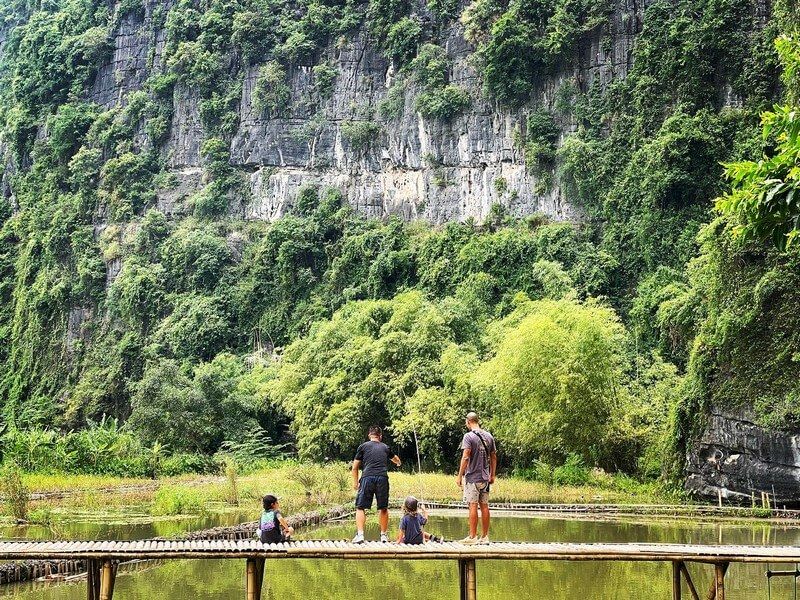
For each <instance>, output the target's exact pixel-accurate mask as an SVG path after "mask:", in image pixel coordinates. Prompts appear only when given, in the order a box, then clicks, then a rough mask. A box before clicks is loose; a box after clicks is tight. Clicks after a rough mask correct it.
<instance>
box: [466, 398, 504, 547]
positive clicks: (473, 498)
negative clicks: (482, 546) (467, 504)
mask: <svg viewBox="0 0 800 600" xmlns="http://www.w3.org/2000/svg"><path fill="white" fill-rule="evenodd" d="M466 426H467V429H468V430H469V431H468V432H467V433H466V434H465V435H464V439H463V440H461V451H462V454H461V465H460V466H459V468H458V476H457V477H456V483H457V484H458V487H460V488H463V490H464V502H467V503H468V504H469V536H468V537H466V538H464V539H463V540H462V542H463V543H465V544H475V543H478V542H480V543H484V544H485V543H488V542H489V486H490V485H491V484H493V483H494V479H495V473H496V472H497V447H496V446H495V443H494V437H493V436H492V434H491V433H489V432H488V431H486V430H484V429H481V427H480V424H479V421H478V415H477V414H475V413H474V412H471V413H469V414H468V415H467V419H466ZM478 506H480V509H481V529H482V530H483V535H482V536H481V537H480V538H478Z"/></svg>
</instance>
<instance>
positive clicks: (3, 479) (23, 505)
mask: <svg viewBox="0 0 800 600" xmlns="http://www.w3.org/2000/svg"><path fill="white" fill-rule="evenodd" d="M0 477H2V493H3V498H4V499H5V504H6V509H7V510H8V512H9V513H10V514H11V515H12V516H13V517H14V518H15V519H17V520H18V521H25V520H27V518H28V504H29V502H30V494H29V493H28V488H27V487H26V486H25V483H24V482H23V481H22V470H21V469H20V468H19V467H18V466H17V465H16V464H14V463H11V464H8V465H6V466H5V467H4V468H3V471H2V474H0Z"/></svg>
• • • •
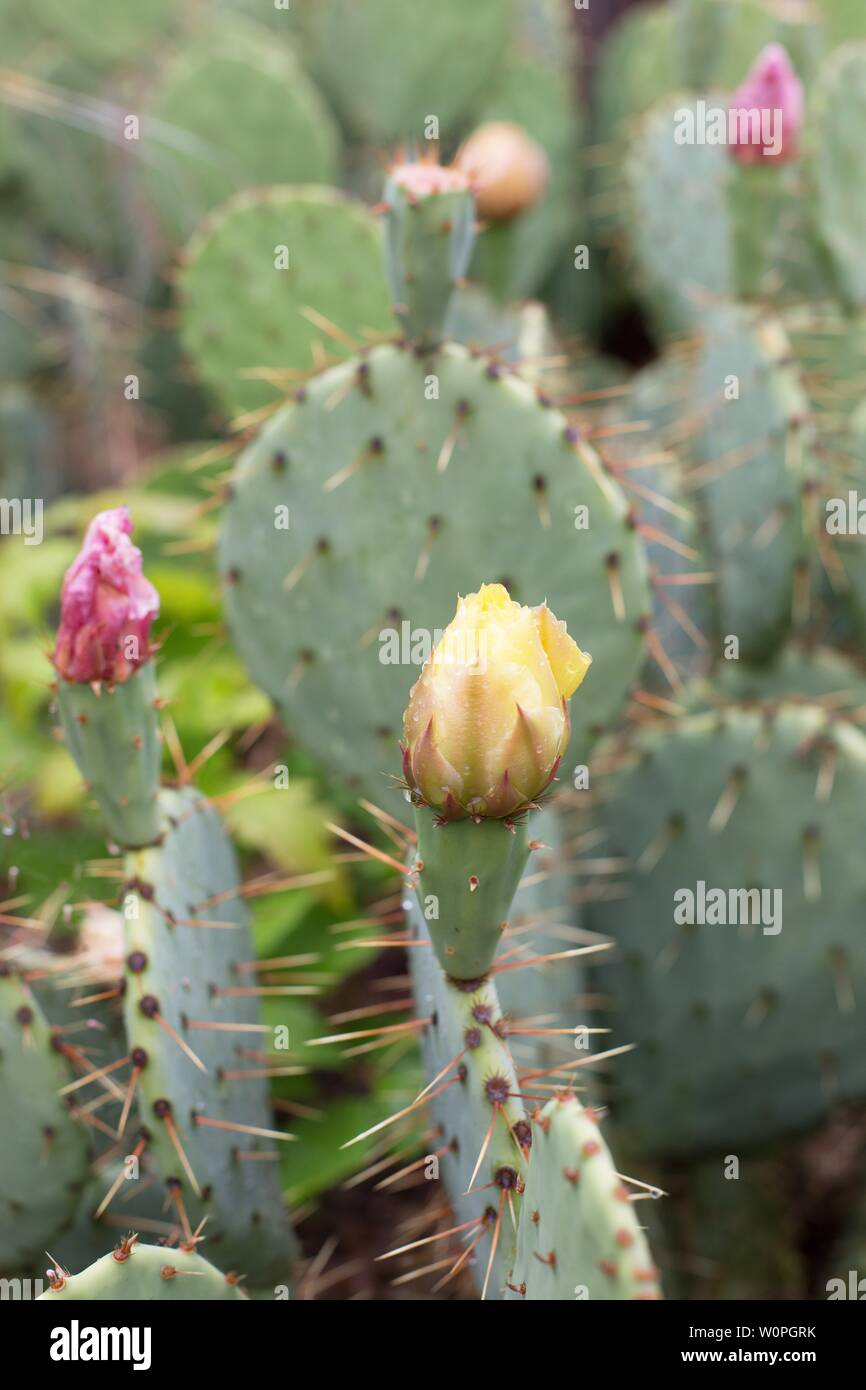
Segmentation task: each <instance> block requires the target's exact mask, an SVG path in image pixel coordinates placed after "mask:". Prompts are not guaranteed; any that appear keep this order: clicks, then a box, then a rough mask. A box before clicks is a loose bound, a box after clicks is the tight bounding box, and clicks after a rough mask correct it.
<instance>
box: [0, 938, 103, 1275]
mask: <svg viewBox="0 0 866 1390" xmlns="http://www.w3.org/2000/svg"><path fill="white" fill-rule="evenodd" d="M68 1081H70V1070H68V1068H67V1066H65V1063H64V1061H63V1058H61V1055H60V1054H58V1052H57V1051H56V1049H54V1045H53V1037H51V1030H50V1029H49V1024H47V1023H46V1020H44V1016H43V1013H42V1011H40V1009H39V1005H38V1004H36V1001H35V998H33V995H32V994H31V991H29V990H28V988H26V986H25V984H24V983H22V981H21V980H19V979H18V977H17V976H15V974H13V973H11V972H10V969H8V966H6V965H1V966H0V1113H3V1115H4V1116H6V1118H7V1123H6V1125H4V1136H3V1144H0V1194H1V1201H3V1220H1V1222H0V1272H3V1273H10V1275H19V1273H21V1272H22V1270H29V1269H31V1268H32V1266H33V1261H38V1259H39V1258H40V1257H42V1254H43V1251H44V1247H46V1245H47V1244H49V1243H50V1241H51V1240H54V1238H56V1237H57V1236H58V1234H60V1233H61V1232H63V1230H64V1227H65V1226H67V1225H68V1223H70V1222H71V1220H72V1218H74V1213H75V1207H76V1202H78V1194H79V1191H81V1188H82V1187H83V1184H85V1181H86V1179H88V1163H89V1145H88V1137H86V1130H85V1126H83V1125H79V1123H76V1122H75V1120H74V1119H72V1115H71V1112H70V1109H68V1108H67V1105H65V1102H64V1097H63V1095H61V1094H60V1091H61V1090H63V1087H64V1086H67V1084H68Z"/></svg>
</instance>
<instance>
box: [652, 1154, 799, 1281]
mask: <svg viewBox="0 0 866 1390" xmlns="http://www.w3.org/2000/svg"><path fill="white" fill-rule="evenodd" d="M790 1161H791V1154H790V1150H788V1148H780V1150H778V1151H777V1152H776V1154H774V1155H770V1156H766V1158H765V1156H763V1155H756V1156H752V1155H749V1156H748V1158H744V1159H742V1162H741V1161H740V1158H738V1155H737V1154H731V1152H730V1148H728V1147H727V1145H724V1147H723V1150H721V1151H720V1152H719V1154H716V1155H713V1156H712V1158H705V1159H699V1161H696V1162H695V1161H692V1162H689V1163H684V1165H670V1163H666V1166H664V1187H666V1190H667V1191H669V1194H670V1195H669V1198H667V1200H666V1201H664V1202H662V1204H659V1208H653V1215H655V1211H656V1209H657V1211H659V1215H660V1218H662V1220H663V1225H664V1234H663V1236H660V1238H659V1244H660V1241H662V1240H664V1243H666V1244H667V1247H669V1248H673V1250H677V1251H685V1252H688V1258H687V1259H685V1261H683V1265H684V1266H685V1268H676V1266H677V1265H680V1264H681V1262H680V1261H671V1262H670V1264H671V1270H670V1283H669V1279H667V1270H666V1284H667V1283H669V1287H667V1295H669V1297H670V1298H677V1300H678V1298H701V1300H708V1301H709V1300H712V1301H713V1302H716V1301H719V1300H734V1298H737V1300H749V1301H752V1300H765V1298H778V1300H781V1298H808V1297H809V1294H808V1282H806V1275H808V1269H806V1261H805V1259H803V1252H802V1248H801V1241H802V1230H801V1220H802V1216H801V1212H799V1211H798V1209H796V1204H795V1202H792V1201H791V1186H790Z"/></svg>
• • • •
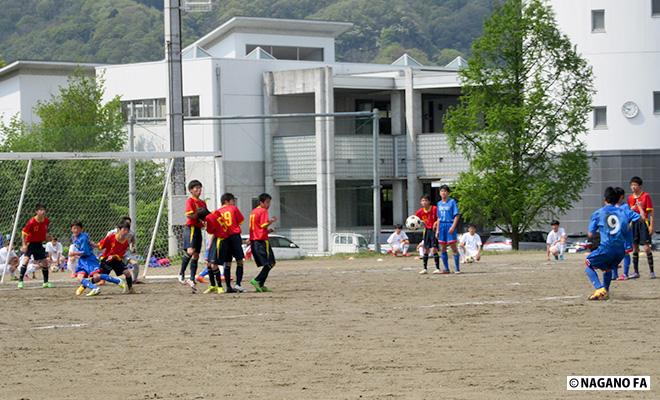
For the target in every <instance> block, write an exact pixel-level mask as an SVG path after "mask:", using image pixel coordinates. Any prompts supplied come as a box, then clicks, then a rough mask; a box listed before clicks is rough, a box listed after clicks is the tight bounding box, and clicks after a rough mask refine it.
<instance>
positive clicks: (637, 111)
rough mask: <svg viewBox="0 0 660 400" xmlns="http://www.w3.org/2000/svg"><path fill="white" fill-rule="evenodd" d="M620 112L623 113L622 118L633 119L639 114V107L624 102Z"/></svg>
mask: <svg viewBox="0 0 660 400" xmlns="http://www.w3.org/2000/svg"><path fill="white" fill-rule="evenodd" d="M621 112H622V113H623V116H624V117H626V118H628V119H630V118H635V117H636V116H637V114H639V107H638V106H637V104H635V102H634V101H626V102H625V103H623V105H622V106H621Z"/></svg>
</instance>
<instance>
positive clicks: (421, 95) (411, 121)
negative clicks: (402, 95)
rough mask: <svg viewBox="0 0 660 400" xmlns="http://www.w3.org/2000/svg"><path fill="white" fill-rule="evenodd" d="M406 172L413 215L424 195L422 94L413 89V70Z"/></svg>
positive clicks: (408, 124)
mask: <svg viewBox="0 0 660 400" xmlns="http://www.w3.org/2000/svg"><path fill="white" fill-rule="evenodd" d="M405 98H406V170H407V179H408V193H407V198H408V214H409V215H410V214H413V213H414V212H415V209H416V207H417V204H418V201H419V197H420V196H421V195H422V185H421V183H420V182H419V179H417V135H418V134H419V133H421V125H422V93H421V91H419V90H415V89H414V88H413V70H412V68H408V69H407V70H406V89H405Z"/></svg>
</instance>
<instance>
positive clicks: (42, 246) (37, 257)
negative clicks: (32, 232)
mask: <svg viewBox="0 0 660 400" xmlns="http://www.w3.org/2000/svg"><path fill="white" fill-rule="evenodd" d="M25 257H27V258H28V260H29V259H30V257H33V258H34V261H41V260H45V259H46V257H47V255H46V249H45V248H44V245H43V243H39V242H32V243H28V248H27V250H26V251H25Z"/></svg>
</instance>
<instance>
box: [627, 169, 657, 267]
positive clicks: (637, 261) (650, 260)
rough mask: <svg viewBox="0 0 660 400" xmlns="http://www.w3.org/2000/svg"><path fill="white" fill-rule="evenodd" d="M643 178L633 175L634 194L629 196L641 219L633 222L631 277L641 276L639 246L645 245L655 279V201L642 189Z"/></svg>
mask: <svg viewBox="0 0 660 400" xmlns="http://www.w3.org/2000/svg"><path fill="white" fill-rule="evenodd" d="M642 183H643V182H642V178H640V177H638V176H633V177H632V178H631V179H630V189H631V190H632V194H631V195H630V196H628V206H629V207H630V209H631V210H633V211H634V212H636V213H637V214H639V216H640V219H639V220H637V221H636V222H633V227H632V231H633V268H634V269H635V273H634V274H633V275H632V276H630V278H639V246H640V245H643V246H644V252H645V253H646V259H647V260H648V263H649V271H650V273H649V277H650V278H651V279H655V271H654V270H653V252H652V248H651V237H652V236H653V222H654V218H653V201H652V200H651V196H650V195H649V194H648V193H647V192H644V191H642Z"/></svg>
• • • •
Return, without changes, the part of the lines above that opens with the line containing "For each <instance>, output" and closes with the line containing "negative clicks: (482, 546) (467, 504)".

■ SOLUTION FOR THIS EXERCISE:
For each <instance>, output the target's exact pixel-accurate mask as an SVG path after "mask:", in image pixel coordinates. Prompts appear only when given, in the order a box, then clicks, then a rough mask. A box before clicks is loose; a box after clicks is tight. Clicks after a rough mask correct it.
<instance>
box: [466, 398, 504, 547]
positive clicks: (473, 498)
negative clicks: (482, 546) (467, 504)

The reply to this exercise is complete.